## Work order
Print the data that follows word for word, leaving out any picture.

## Supplied data
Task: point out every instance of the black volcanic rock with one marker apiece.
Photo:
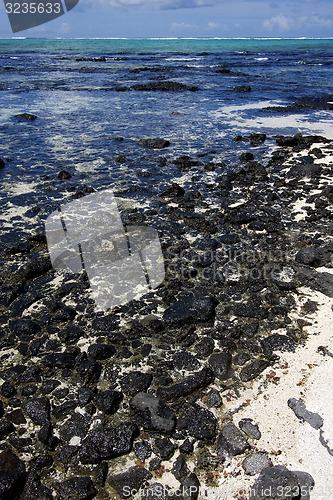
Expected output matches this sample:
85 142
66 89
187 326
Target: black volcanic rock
165 86
108 401
107 443
154 143
38 409
253 369
76 487
134 382
198 421
26 117
220 363
12 475
152 413
193 383
34 489
131 480
243 88
189 310
313 256
231 441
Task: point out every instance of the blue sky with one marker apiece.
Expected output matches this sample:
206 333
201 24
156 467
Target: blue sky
187 18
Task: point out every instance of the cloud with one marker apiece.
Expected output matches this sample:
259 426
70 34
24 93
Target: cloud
182 26
160 4
321 21
281 22
213 26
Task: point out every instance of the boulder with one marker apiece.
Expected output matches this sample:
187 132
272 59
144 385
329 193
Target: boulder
154 143
150 412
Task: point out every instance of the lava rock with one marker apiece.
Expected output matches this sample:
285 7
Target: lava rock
63 175
214 399
142 450
277 342
220 363
199 422
166 86
59 359
108 401
253 308
12 475
77 425
323 282
241 358
26 117
189 310
245 157
256 139
174 191
243 88
101 351
134 382
312 256
16 417
250 429
38 409
80 488
8 390
278 481
204 347
299 408
231 441
190 487
164 448
49 385
34 489
255 463
186 447
104 444
184 360
154 143
152 413
253 369
24 327
6 428
300 141
180 469
130 481
191 384
229 238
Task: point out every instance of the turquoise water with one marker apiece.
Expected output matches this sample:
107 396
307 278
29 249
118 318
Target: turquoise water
87 92
188 46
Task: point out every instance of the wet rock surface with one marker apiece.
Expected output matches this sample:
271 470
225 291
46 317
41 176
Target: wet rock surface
85 392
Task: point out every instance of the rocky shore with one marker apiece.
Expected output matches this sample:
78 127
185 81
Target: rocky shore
137 400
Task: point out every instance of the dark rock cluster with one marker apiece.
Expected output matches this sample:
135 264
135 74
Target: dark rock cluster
95 402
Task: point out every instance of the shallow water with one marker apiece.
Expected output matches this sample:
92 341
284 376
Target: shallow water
80 112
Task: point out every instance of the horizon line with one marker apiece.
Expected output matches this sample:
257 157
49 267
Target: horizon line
166 38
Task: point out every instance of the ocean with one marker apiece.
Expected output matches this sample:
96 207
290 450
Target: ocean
82 92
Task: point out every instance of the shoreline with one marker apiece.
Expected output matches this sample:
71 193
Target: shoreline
281 206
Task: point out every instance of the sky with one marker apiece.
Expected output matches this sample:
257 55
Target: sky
186 18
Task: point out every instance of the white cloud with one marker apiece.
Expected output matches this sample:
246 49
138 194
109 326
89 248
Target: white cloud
213 26
182 26
321 21
160 4
280 22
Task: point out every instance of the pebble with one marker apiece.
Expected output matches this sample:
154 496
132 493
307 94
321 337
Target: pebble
152 413
231 441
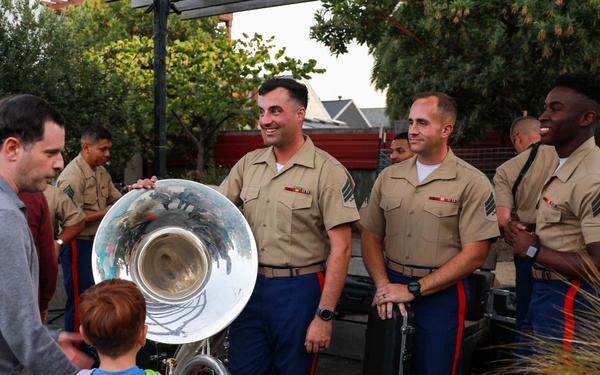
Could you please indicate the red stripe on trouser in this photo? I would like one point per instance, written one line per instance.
(75, 285)
(313, 367)
(462, 307)
(569, 317)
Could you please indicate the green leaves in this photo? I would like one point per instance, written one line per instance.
(496, 58)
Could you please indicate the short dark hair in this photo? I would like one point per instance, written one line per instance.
(583, 83)
(112, 313)
(23, 116)
(297, 90)
(403, 135)
(446, 105)
(94, 134)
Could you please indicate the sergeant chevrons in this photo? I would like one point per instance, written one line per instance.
(568, 216)
(426, 224)
(92, 191)
(311, 194)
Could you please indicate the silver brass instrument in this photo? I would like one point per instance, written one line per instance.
(189, 250)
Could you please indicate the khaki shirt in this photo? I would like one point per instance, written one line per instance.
(92, 191)
(291, 211)
(426, 224)
(62, 208)
(528, 191)
(569, 206)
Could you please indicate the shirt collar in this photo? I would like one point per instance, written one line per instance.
(84, 166)
(446, 171)
(575, 158)
(304, 156)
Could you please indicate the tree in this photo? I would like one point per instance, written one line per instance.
(40, 57)
(496, 58)
(210, 82)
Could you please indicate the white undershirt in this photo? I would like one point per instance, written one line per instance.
(561, 161)
(425, 170)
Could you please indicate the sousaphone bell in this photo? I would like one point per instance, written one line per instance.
(189, 250)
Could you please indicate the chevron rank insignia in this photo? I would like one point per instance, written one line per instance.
(69, 191)
(348, 195)
(490, 208)
(596, 206)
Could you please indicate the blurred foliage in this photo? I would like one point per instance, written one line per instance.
(496, 58)
(210, 83)
(94, 63)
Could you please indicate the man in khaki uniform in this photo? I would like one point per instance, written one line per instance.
(438, 216)
(90, 186)
(64, 212)
(525, 134)
(565, 248)
(300, 205)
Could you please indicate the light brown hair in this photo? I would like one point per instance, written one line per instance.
(112, 314)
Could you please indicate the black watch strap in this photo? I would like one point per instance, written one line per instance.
(325, 313)
(415, 288)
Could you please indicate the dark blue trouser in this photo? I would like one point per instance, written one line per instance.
(268, 336)
(557, 310)
(524, 288)
(76, 263)
(439, 327)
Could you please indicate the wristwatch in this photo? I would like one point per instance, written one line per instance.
(415, 288)
(533, 250)
(325, 314)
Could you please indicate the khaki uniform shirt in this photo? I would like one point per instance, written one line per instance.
(92, 191)
(569, 206)
(62, 208)
(528, 191)
(291, 211)
(426, 223)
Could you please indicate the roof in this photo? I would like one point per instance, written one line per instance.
(347, 111)
(376, 117)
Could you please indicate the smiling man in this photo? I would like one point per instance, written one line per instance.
(32, 137)
(300, 205)
(438, 217)
(565, 247)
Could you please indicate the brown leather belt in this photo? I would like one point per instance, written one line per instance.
(272, 272)
(408, 271)
(546, 275)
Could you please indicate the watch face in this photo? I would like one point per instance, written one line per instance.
(326, 314)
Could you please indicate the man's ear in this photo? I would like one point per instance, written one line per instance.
(84, 336)
(447, 130)
(142, 335)
(301, 113)
(588, 118)
(11, 148)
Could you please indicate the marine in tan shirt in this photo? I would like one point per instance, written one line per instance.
(522, 206)
(438, 217)
(300, 205)
(566, 244)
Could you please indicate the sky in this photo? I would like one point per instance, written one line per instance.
(347, 76)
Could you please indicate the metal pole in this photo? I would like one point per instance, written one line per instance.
(161, 12)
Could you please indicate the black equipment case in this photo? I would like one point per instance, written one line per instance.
(389, 343)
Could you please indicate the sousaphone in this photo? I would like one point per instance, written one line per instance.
(189, 250)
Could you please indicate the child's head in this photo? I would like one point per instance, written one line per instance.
(112, 315)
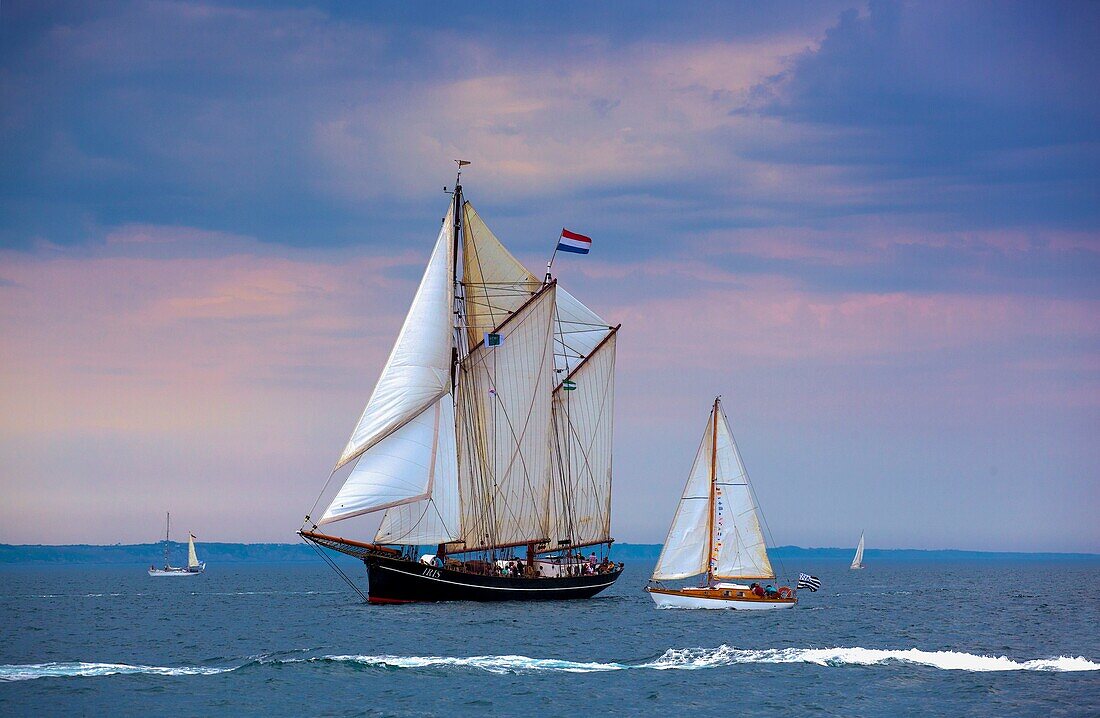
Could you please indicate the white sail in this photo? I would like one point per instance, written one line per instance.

## Output of the exercise
Task: point out every instance of the black volcanic rock with one marker apiece.
Photo:
Expected output matches this sample:
85 142
66 89
187 326
Target: black volcanic rock
165 86
108 401
107 443
154 143
38 409
253 369
76 487
134 382
198 421
26 117
220 363
12 475
152 413
193 383
34 489
131 480
243 88
189 310
313 256
231 441
Task: point out every instance of the blue sky with one marker apiece.
Expected output matches this sample:
206 333
201 24
156 467
Target: blue sky
187 18
Task: point out every instance of the cloud with one marker apiece.
Expected output matches this sample:
259 426
70 34
24 93
Target: cloud
182 26
160 4
321 21
281 22
213 26
Task: point out every instance of the boulder with one marker apiece.
Expected output matches this sample:
187 132
272 59
144 385
329 193
Target: boulder
154 143
150 412
Task: point out every instance of the lava rock with one marker apiece.
Expected output matches this sample:
285 7
Target: lava rock
63 175
214 399
142 450
277 342
220 363
199 422
166 86
59 359
108 401
253 308
12 475
77 425
323 282
241 358
26 117
189 310
245 157
256 139
174 191
243 88
101 351
134 382
312 256
16 417
250 429
38 409
80 488
8 390
278 481
204 347
299 408
231 441
190 487
164 448
49 385
34 489
255 463
186 447
104 444
184 360
154 143
152 413
253 369
24 327
6 428
300 141
180 469
130 481
191 384
229 238
Task: point out every instance of the turquoise water with one marker apiece.
Expected output matches this sample:
107 396
307 278
29 249
118 318
Target: turquoise water
87 92
188 46
Task: point out every instance of the wet rock surface with one marker apiece.
Expected output matches this sample:
271 470
225 291
46 317
41 176
Target: wet rock surface
85 392
Task: point out every instance of the rocky shore with one marker apiece.
Expected output matches this sample:
78 127
185 81
Target: rocky shore
137 400
Task: point out every instance of the dark rock cluster with one marker apiece.
Expected output matches this sample:
135 264
135 74
Target: dark rock cluster
95 402
Task: point out every instance of the shallow water with one marker apiece.
Expected output matches this sample:
92 341
284 376
Target: shallow water
80 112
Task: point out every instance of the horizon line with one marker apiece.
Expected output matches this sample:
257 157
49 267
Target: horizon line
166 38
Task: point out every instance of the ocean with one marker apiece.
Expected output matches this sample:
96 207
290 450
Target: ocean
82 92
Task: point out every instance of the shoreline with one marker apiece.
Expected output matches this sample:
71 193
Target: shoreline
281 206
Task: point out every instance of the sky with one marker apiece.
Expected output matches this sample:
257 55
Target: sky
186 18
Task: point out every instance of the white cloud with one marker apiece.
Expected output matches this sample:
246 49
138 194
109 326
89 248
Target: white cloud
213 26
182 26
321 21
160 4
280 22
Task: point out every instance of the pebble with one marker apiece.
Expected output matches this sample:
154 496
132 493
307 94
321 337
Target: pebble
152 413
231 441
Could you please indicate the red stripe on trouser in this photo? I would like one point per instance, written one line per instance.
(75, 285)
(313, 367)
(462, 307)
(569, 317)
Could you please indicate the green leaves in this photo? I would like one point per instance, written one line per instance.
(496, 58)
Could you please indicate the short dark hair in this photo? I would like one point per instance, written one line per instance.
(583, 83)
(112, 313)
(23, 116)
(297, 90)
(403, 135)
(446, 105)
(94, 134)
Could you please indicate the sergeant chevrons in this photo? I would like one point per instance, written one line per instance.
(568, 216)
(426, 224)
(92, 191)
(311, 194)
Could you please indicate the silver brass instrument in this photo? I would like one point per instance, written one line per instance.
(189, 250)
Could you please indicate the khaki shirt in this photo? I would like one point per instance, written one line per instance.
(92, 191)
(291, 211)
(426, 224)
(62, 208)
(528, 191)
(569, 206)
Could you please indicate the shirt collar in this photo? I would like one point per instance, written one line per instance.
(84, 166)
(446, 171)
(575, 158)
(304, 156)
Could you please indicate the tree in this photo? I would like one point per instance, written one line per instance.
(40, 57)
(496, 58)
(210, 82)
Could you please indicate the white undershirt in this photo? I would like one point per instance, written one line per instance.
(561, 161)
(425, 170)
Could you please indicate the sousaphone bell in this photo? I would like one point per instance, written one line per instance.
(189, 250)
Could you please indicate the chevron rank insignia in this photo? I would like one point per instance, written one line per instance.
(69, 191)
(348, 195)
(490, 208)
(596, 206)
Could you please indicate the blurred foliage in this photo? I would like one point per instance, written one line per instance.
(496, 58)
(210, 83)
(94, 63)
Could you please indicate the man in khaki uniform in this photo? I would like one point per instance, written one line per instance.
(438, 216)
(90, 186)
(64, 212)
(525, 134)
(565, 248)
(300, 205)
Could you please indicate the light brown hair in this photo? I would like one point per instance, written one line per instance.
(112, 314)
Could you please indicate the black watch strap in this photo? I would like one point per instance, written one line per instance.
(325, 313)
(415, 288)
Could you please indicate the dark blue trouser in this photo? I would like one point per instance, written one line per instance.
(268, 336)
(557, 310)
(524, 288)
(76, 263)
(439, 327)
Could you please indicate the wristwatch in this photo? I would like one point per instance, written one line per instance.
(415, 288)
(533, 250)
(325, 314)
Could you please indicate the khaki uniform shirt in this photo? I would like one point per instance, written one line per instance.
(92, 191)
(569, 206)
(62, 208)
(528, 191)
(291, 211)
(426, 223)
Could you please indicate the roof in this photo? I would like one point per instance, written one line per instance.
(347, 111)
(376, 117)
Could you please indicate the smiling man in this photo? I would like one point per instance, written one line per instance.
(32, 137)
(300, 205)
(438, 217)
(565, 247)
Could you please indicate the brown leather belt in this photo? I would like one point per instance, written one line per instance.
(272, 272)
(408, 271)
(546, 275)
Could you please indicate the watch face in this photo? I would like one point per instance, written one line per instance.
(326, 314)
Could you please indicate the man's ear in this photo? I would like one point per instance, written one line per instance.
(84, 336)
(447, 130)
(142, 335)
(301, 113)
(588, 118)
(11, 148)
Could you please indicate the marine in tan shirt in this photo? I would like one point per instance, written one line per instance.
(522, 206)
(438, 217)
(300, 205)
(566, 244)
Could you please indicate the sky in this photo? I would like one point per instance, written one line per instance.
(347, 76)
Could you please indicate the metal pole in this photo? I would like one point per instance, written one line per instance.
(161, 12)
Could you please indicate the black equipment case in this photo? I would like one point per instance, written one line per instance.
(389, 343)
Could you please indicate the sousaphone in this photo? I would like one point per instance, written one line per instance.
(189, 250)
Could you please indicate the child's head in this photo? I would like one point per instance, written one line per instance.
(112, 315)
Could you please indicate the white sail in this photo? I would like one point per instance, written one line per instance.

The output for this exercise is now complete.